### [GIVEN PASSAGE]
▶
Jenna Williams – Em's favourite author, who makes an appearance in the book. Jacqueline Wilson has said that this character is based on herself.

Sarah – The woman that Dad is discovered to be cheating with. When Em, Vita and Maxie meet her, she is obnoxious and rude. She is very skinny, has cropped black hair, and bites her nails. Em can barely fit in her clothes and they squeeze Em in all the wrong areas, making her look very fat.

Eddie - A widowed man who the family meet while on holiday in Spain, who later develops romantic feelings for Ellen. Over the Christmas period at the end of the book it is revealed she went to Spain to spend Christmas with him.

==Reception==
Clean Break was a best-selling book.
◀
### [WRITTEN EXERCISE 1]
Select every line of the records that contains the word "surface".

### [PROVIDED DATA]
▶
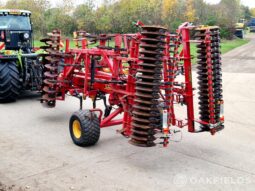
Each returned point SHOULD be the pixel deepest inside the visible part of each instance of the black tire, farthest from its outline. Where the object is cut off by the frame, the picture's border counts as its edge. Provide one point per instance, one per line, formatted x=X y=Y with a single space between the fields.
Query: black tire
x=10 y=84
x=88 y=125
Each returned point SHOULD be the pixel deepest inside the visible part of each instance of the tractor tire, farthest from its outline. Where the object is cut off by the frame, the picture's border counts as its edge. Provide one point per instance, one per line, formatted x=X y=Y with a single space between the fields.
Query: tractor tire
x=10 y=84
x=84 y=128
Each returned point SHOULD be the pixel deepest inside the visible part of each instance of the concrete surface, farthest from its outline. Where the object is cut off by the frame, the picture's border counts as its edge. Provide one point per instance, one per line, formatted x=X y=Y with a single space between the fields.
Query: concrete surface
x=36 y=151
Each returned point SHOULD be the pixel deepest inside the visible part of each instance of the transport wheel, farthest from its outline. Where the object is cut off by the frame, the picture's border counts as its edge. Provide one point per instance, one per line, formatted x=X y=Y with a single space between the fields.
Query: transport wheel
x=10 y=84
x=84 y=128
◀
### [WRITTEN EXERCISE 2]
Decide whether each statement agrees with the character list above, answering yes or no and quoting the words of the list that settle it.
(a) Sarah has cropped black hair.
(b) Eddie is a divorced man the family meets in Spain.
(c) Jacqueline Wilson has said that the character Jenna Williams is based on herself.

### [COMPLETE OUTPUT 1]
Each returned point SHOULD be the pixel deepest inside the visible part of each instance of the concrete surface, farthest from its outline. Where the object is cut off by the frame, the picture's border counts as its edge. Provide one point per instance, one per line, formatted x=X y=Y with a single space between the fields.
Query: concrete surface

### [COMPLETE OUTPUT 2]
(a) Yes: "has cropped black hair"
(b) No: "A widowed man who the family meet while on holiday in Spain"
(c) Yes: "Jacqueline Wilson has said that this character is based on herself."